**Work instructions**: Report every line in the entries below that contains the string "navy", copying each such line in full.

(Position annotation entries)

—————

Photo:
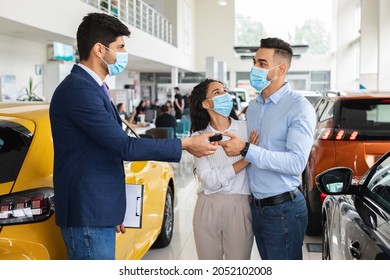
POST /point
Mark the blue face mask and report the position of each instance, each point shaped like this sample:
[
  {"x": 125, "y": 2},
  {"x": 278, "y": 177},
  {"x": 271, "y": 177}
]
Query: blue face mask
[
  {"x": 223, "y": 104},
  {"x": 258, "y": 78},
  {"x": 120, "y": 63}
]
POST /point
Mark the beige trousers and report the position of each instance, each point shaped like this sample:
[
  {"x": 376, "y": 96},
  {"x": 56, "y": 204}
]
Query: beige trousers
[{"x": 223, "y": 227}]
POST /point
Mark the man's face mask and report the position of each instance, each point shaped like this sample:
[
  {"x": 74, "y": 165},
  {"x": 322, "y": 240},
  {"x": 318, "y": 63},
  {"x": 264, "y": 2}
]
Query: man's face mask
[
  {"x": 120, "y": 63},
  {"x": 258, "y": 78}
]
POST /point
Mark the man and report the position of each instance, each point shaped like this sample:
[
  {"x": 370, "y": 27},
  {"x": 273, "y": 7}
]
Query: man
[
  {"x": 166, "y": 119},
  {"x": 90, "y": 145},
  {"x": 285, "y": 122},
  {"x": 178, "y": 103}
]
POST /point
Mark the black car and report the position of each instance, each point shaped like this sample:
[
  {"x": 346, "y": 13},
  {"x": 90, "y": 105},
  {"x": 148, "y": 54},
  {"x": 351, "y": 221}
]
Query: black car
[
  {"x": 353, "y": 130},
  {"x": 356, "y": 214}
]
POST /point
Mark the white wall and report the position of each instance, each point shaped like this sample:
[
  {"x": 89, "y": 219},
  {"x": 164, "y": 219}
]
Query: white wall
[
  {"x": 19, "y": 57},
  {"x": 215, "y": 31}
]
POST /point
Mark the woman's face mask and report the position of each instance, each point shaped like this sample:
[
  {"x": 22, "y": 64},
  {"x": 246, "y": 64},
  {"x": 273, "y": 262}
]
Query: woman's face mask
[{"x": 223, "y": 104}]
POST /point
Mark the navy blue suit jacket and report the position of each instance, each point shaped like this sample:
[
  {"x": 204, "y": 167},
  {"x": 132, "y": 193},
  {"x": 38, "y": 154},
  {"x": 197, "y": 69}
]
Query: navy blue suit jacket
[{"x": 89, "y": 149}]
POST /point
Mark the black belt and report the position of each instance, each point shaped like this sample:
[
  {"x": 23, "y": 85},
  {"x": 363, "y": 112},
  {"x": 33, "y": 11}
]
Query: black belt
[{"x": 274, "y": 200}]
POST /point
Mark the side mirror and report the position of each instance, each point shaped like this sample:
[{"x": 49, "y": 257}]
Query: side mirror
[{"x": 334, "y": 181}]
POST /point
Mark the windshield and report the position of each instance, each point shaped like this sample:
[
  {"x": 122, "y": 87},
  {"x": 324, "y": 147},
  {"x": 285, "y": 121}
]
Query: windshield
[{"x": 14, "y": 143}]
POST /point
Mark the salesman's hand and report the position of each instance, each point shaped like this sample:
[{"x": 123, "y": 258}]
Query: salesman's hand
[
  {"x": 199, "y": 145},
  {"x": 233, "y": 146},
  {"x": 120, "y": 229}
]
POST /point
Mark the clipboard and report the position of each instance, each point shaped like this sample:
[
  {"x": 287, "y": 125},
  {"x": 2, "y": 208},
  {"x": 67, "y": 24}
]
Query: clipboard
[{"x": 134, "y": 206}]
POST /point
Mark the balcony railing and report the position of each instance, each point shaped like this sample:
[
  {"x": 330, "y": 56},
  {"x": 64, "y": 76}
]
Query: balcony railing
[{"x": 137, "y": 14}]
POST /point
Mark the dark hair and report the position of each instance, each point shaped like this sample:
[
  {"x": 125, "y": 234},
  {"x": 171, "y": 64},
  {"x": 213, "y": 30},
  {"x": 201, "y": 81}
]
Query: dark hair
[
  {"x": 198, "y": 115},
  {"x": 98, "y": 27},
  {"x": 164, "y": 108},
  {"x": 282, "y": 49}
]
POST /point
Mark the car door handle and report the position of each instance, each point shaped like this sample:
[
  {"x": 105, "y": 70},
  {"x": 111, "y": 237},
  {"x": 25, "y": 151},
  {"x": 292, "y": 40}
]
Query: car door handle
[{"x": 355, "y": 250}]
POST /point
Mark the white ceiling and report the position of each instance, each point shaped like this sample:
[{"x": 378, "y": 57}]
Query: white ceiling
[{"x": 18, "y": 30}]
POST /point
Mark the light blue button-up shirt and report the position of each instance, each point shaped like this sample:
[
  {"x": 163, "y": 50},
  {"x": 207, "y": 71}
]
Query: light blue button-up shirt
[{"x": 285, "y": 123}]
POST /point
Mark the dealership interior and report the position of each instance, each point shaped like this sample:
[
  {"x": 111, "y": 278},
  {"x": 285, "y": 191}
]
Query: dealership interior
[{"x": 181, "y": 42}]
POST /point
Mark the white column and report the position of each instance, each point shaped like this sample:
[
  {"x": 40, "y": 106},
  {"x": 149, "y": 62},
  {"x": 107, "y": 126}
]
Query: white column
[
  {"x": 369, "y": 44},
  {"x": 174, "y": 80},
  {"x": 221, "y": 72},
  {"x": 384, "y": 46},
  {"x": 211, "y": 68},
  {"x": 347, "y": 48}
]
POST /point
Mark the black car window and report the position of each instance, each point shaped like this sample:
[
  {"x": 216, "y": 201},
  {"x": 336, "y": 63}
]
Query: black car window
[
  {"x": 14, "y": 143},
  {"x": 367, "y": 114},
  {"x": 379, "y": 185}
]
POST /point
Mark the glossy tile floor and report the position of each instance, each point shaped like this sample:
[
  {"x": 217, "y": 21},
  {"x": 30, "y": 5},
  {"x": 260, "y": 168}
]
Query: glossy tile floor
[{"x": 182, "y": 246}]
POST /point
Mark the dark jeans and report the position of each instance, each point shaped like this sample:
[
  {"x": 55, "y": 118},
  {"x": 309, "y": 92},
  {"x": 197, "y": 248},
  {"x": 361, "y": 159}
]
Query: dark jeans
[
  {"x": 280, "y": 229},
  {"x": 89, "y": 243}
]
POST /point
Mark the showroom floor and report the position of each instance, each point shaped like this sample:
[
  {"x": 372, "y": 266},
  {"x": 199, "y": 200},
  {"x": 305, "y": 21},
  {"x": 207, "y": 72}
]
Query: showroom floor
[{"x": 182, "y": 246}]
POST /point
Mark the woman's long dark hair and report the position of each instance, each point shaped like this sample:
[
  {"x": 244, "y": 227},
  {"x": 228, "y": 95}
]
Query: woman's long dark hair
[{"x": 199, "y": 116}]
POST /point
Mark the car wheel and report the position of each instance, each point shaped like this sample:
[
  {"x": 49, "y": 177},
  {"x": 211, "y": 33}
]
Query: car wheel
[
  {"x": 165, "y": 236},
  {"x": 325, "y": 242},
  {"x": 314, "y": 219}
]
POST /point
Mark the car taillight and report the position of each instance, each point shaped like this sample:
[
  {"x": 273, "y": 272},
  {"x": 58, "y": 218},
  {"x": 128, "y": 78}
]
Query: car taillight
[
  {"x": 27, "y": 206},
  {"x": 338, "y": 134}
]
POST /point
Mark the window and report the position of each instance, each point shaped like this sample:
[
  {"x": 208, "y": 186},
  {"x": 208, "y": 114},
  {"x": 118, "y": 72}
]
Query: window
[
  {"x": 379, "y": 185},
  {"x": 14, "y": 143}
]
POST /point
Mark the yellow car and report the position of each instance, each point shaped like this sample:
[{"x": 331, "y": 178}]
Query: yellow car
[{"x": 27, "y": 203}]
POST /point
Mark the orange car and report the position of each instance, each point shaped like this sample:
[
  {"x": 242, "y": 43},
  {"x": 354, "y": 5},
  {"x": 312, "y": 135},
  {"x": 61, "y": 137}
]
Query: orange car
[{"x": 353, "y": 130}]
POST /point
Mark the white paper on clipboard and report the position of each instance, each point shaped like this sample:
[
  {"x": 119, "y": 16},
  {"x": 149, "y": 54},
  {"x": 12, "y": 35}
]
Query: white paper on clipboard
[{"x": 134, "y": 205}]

—————

**Written answer**:
Mark the navy blue suit jacket and report the position of each instance, each point shaped like this sample:
Query: navy blue suit jacket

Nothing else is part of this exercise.